§ **Stored rows**

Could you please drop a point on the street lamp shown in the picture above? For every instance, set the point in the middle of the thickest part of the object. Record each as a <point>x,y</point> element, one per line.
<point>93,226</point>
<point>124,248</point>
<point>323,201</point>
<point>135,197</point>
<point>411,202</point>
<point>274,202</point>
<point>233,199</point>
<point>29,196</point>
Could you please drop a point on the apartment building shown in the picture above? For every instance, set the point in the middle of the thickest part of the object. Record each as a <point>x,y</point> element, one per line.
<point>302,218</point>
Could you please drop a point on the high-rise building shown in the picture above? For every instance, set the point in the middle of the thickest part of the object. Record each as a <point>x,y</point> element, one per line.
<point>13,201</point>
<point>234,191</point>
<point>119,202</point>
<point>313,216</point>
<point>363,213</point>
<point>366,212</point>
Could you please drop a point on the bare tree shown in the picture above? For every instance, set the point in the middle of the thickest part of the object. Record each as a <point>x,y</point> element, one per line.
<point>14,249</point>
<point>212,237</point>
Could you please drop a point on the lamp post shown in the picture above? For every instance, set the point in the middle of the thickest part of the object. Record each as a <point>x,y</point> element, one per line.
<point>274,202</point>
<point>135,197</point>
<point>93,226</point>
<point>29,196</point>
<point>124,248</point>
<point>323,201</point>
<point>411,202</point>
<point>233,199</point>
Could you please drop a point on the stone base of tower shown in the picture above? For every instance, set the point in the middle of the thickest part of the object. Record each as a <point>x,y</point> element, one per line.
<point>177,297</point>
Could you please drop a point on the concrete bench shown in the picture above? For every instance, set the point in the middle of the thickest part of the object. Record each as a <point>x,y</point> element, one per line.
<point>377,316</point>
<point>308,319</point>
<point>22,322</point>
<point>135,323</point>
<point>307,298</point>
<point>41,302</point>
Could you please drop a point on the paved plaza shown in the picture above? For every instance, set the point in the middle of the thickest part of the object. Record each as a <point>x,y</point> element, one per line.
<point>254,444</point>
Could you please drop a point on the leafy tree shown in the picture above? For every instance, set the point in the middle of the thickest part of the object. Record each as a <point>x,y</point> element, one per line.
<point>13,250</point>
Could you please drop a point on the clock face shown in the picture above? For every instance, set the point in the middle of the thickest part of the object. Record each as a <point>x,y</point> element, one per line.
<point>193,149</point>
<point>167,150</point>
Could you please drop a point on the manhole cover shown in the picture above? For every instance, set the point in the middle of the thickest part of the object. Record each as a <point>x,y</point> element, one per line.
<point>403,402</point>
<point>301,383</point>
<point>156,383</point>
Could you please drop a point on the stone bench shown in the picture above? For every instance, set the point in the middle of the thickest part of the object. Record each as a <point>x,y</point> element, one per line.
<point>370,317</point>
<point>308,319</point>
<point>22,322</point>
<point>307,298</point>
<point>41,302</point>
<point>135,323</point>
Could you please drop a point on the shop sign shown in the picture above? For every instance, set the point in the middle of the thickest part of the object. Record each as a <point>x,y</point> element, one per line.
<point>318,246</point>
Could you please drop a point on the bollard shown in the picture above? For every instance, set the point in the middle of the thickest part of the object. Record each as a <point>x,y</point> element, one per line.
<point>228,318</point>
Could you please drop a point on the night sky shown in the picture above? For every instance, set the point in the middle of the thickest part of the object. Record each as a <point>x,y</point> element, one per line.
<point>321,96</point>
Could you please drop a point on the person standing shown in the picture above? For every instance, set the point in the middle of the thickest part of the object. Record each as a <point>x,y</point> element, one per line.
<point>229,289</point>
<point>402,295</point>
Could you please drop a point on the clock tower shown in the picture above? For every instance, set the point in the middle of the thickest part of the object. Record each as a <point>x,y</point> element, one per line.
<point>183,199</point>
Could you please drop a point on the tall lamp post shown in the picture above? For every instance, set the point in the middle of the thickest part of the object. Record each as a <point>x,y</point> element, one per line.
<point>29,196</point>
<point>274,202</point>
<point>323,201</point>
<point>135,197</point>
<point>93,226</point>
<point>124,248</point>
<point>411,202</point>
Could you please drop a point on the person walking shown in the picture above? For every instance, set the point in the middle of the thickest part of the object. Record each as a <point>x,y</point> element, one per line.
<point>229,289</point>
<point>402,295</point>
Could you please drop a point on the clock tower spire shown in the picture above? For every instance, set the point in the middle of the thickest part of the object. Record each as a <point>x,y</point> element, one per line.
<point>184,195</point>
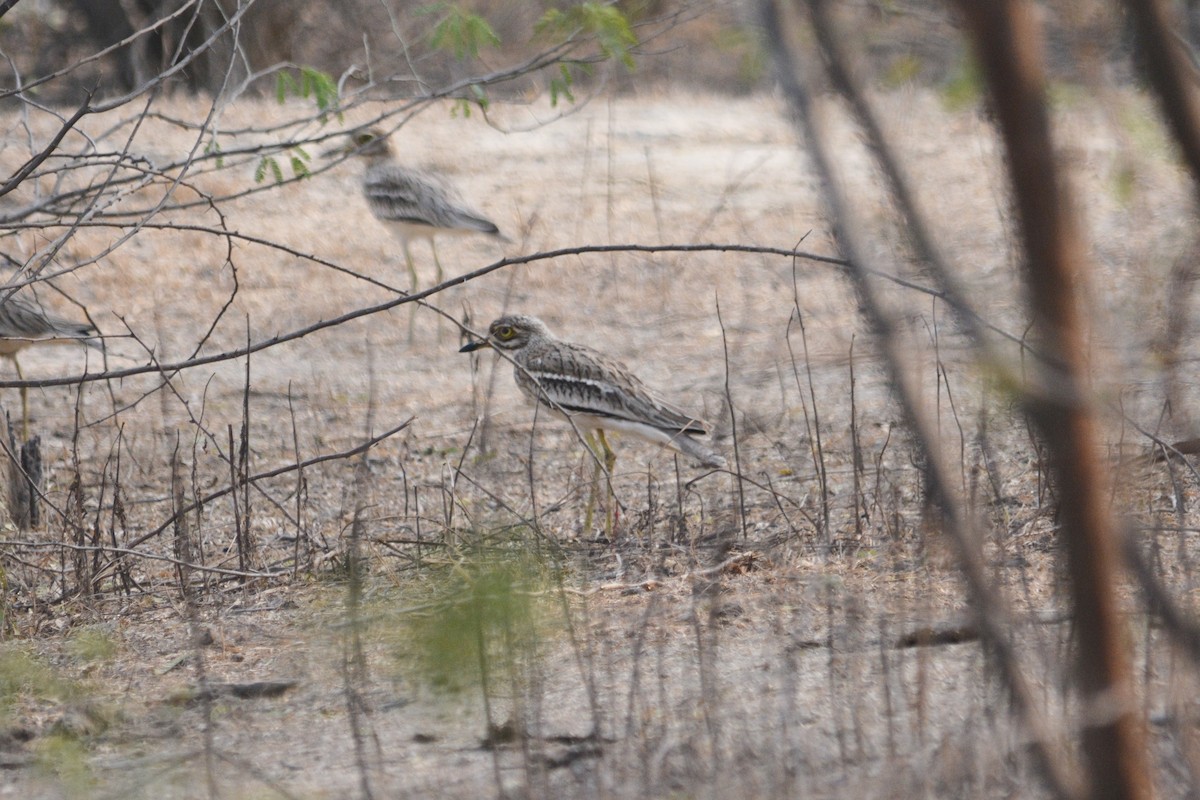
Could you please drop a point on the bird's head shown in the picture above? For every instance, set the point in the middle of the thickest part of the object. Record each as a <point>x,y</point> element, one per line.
<point>510,332</point>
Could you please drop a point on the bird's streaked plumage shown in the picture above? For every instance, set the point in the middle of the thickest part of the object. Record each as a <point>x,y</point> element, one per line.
<point>23,323</point>
<point>595,391</point>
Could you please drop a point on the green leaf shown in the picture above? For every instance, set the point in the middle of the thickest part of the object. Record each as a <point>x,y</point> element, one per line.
<point>299,168</point>
<point>607,24</point>
<point>460,31</point>
<point>313,83</point>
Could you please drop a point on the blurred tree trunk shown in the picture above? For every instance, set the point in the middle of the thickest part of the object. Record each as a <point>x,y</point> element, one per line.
<point>263,37</point>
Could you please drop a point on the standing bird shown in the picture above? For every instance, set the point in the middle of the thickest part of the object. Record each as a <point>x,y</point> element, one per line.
<point>413,204</point>
<point>593,391</point>
<point>23,323</point>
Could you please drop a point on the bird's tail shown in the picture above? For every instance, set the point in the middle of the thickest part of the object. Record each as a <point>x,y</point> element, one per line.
<point>689,446</point>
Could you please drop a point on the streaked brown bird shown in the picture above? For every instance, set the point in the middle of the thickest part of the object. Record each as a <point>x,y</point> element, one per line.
<point>24,323</point>
<point>593,391</point>
<point>412,203</point>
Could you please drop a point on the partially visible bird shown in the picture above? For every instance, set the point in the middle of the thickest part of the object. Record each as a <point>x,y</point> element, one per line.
<point>23,323</point>
<point>413,204</point>
<point>593,391</point>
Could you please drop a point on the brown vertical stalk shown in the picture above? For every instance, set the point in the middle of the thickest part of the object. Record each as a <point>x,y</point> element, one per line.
<point>1007,41</point>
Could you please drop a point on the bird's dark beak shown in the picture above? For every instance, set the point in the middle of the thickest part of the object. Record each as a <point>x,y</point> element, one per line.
<point>471,347</point>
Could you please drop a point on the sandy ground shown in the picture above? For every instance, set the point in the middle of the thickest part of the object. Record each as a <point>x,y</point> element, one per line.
<point>630,668</point>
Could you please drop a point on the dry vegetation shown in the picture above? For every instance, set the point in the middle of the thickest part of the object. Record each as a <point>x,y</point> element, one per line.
<point>793,626</point>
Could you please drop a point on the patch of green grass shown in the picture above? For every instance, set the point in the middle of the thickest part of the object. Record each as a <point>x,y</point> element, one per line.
<point>479,619</point>
<point>23,675</point>
<point>65,758</point>
<point>91,645</point>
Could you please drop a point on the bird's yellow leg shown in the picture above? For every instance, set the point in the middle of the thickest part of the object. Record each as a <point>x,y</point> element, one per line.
<point>437,264</point>
<point>24,401</point>
<point>595,479</point>
<point>413,282</point>
<point>411,265</point>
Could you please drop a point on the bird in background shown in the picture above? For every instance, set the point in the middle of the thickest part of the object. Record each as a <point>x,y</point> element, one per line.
<point>412,203</point>
<point>595,392</point>
<point>24,323</point>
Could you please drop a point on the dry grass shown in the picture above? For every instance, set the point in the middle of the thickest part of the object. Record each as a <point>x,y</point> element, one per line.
<point>777,675</point>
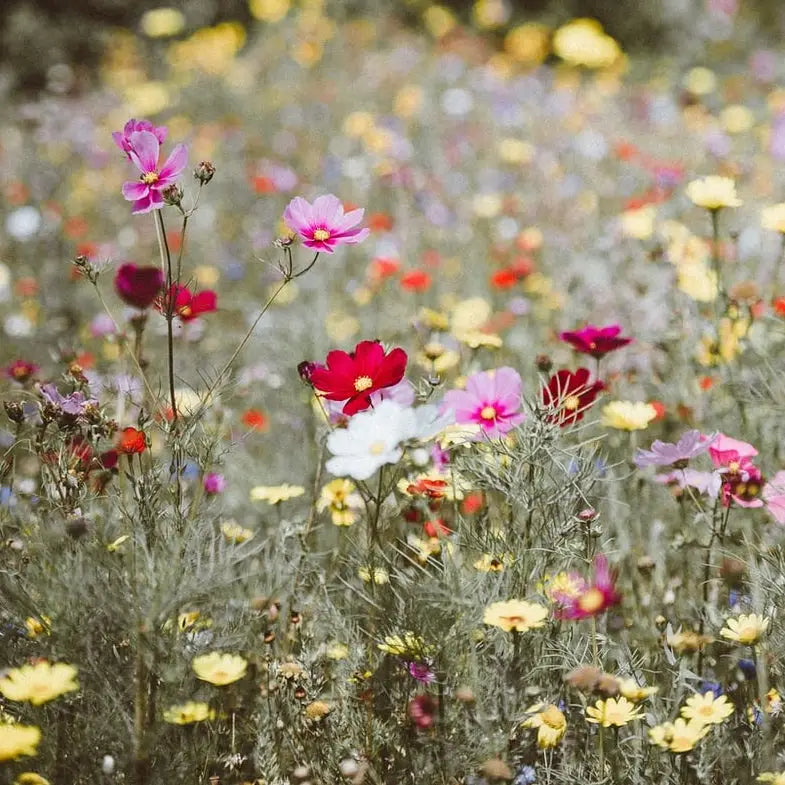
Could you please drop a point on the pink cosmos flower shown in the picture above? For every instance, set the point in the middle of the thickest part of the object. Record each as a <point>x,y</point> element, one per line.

§ **Instruction**
Could you give every entry above again with "thickest part" changed to "widest part" wherever it occurs, everything else unchanged and the pictures left out?

§ **Reply**
Could you please drop a point on the street lamp shown in the picture above? For every instance, set the point in the middle of the widest part of the object. Record each as a <point>x,y</point> element, one per line.
<point>93,226</point>
<point>124,248</point>
<point>323,201</point>
<point>135,197</point>
<point>411,202</point>
<point>274,202</point>
<point>233,199</point>
<point>29,196</point>
Could you please drop a point on the apartment building shown in the picture above? For every instance, set the point in the middle of the widest part of the object. Record each as a <point>x,y</point> element, one per line.
<point>302,218</point>
Could you please drop a point on the high-rise building shown in the picture above? For every instance, set the point in the middle of the widest part of the object. Record each as a <point>x,y</point> element, one per line.
<point>13,201</point>
<point>234,191</point>
<point>119,202</point>
<point>313,216</point>
<point>363,213</point>
<point>366,212</point>
Could you please drop a point on the bare tree shown in the picture above? For every instance, set the point in the middle of the widest part of the object. Record each as a <point>x,y</point> element, one per line.
<point>14,249</point>
<point>212,237</point>
Could you please drop a point on the lamp post shown in the picture above? For every instance, set the point in the middle of the widest part of the object. Record each as a <point>x,y</point> element, one per line.
<point>274,202</point>
<point>135,197</point>
<point>93,226</point>
<point>29,196</point>
<point>124,248</point>
<point>323,201</point>
<point>411,202</point>
<point>233,199</point>
Could you please drop a point on the stone base of tower shown in the picture above? For every instance, set the point in the middle of the widest part of the object. Record each as a <point>x,y</point> element, one per line.
<point>177,297</point>
Could you please drop a point on the concrete bench shown in the picture above? For every instance, set the point in the middle of the widest part of the object. Record each as a <point>x,y</point> element, one per line.
<point>377,316</point>
<point>308,319</point>
<point>22,322</point>
<point>135,323</point>
<point>307,298</point>
<point>41,302</point>
Could you please drop a point on the paved plaza shown in the picture above? For every instance, set the point in the middle of the widest part of the object. Record each as a <point>x,y</point> element, one per line.
<point>254,444</point>
Could you please drop a point on the leafy tree shown in the picture above? For every instance, set the point in the middle of the widest part of the object. Record each as a <point>x,y</point> element, one per line.
<point>13,250</point>
Could you please drop a point on the clock face shown in the picture above? For every instance, set the point in the middle of the widest part of the object. Record each as a <point>x,y</point> element, one per line.
<point>193,149</point>
<point>167,150</point>
Could you please drop a point on the manhole cover shown in the picture above? For every instance, set the point in the middle of the widest part of the object. Record each as a <point>x,y</point> element, one per line.
<point>403,402</point>
<point>301,383</point>
<point>156,383</point>
Could you please drop a point on the stone bench shown in the picture above? For every instance, set the point in the middle of the widest part of the object. Record each as a <point>x,y</point> element, one per line.
<point>370,317</point>
<point>308,319</point>
<point>22,322</point>
<point>307,298</point>
<point>41,302</point>
<point>135,323</point>
Could you please drop a point on the shop sign shown in the picture above? For every instance, set the point in the middle of the widest part of the object. Record each as a <point>x,y</point> element, one per line.
<point>318,246</point>
Could you please drop a point on the bollard shown in the picture above? For every instance, set the point in the middle of the widest part of the object. Record each as a <point>x,y</point> element, one per line.
<point>228,318</point>
Could you please drop a point on the night sky shown in the picture above? For every instance, set the point in the middle of the widest part of the object. Record each as a <point>x,y</point> element, one per line.
<point>321,96</point>
Could you please drop a point on the person standing shown in the picture above? For every instance, set the point in the middle of the widest part of the object. Record each as a <point>x,y</point> element, one per line.
<point>229,289</point>
<point>402,295</point>
Could you please drop a point on the clock tower shown in the picture above? For every instance, set the point in the middle of the widest part of the object. Record each as a <point>x,y</point> element, one per line.
<point>183,199</point>
Could you please drop a point on the tall lamp post shown in the picture above? For every instance, set the point in the middle of the widest part of the object. Record each as a <point>x,y</point> element, one per line.
<point>29,196</point>
<point>274,202</point>
<point>323,201</point>
<point>135,197</point>
<point>93,226</point>
<point>124,248</point>
<point>411,202</point>
Could you please drop a point on the person walking shown in the picture above? For every instance, set the point in the middle of the widest part of the object. Record each as a <point>x,y</point> element, one per line.
<point>229,289</point>
<point>402,295</point>
Could you please drop a point on the clock tower spire shown in the picture above? For every instance, set the point in the middle of the widest part of the object. Record each as a <point>x,y</point> element, one per line.
<point>184,195</point>
Could you please drop a point on the bird's head shown in the picture above? For every instance, set the point in the middle of the widest part of the object. Record each as a <point>x,y</point> element, one per line.
<point>510,332</point>
Could you please drop a point on the bird's streaked plumage shown in the picture above? For every instance, set the point in the middle of the widest part of the object. Record each as a <point>x,y</point> element, one per line.
<point>23,323</point>
<point>595,391</point>
Could you please drop a point on the green leaf shown in the picture above? For every instance, set the point in the middle of the widest part of the object. Record each as a <point>x,y</point> element, one per line.
<point>299,168</point>
<point>607,24</point>
<point>460,31</point>
<point>313,83</point>
Could you please drop a point on the blurred tree trunk shown in the picture above? For every instance, set the point in the middle of the widest part of the object. Record each as a <point>x,y</point> element, one per line.
<point>263,37</point>
Could you please drop a point on the standing bird shown in the picture above? For every instance, set the point in the middle of the widest part of the object. Record each as a <point>x,y</point> element, one per line.
<point>413,204</point>
<point>593,391</point>
<point>23,323</point>
Could you please drop a point on the bird's tail shown in the picture above? For every instance, set the point in the middle of the widest part of the object. Record each as a <point>x,y</point> element, one per line.
<point>689,446</point>
Could you please drop a point on the streaked brown bird shown in the picture above? For every instance, set the point in the middle of the widest part of the object. Record each as a <point>x,y</point> element, one per line.
<point>24,323</point>
<point>593,391</point>
<point>412,203</point>
Could you please drop a point on the partially visible bird shown in the picture above? For every instance, set the point in the middle of the widest part of the object. Record each as a <point>x,y</point> element, one per line.
<point>23,323</point>
<point>413,204</point>
<point>593,391</point>
Could you please drop a point on the brown vertical stalk shown in the picture above? For every instance, set the point in the middle of the widest part of the object. Record each as a <point>x,y</point> element, one per line.
<point>1007,41</point>
Could you please drop a point on the bird's dark beak shown in the picture above? For every instance, set the point in the middle of the widest part of the object. Record each as a <point>x,y</point> element, one per line.
<point>471,347</point>
Could you please drop a point on the sandy ground shown in the picture above? For every instance, set the point in the middle of the widest part of the object. Record each as a <point>x,y</point> element, one per line.
<point>630,668</point>
Could you please drop a point on the dry vegetation shown in the picture above? For every instance, set the point in the middle of the widest part of the object. Record each as a <point>x,y</point> element, one per line.
<point>793,626</point>
Could you please drop a point on the patch of green grass shown in the picture above? For every instance, set the point in the middle of the widest part of the object. Record each as a <point>x,y</point> element, one per line.
<point>479,619</point>
<point>23,675</point>
<point>65,758</point>
<point>91,645</point>
Could you please drop a point on the bird's yellow leg shown in the picture above? For every instance, set the point in the middle of the widest part of the object. Record each as a <point>x,y</point> element, one per line.
<point>437,264</point>
<point>24,401</point>
<point>595,479</point>
<point>413,282</point>
<point>411,265</point>
Could you please drop a point on the bird in background shown in the picture above? For every instance, set the point in the middle of the widest part of the object. Record each as a <point>x,y</point> element, one per line.
<point>412,203</point>
<point>595,392</point>
<point>24,323</point>
Could you please drop a point on the dry grass shown in the picture above? For every instance, set the point in the middle of the widest part of the object. Record each as a <point>x,y</point> element, one per line.
<point>777,675</point>
Could you please drop a point on the pink cosmos flower shown in the picture above? For every instance, set the point in the middle of the widest part of the object. Record each as a <point>x,y</point> element, one per line.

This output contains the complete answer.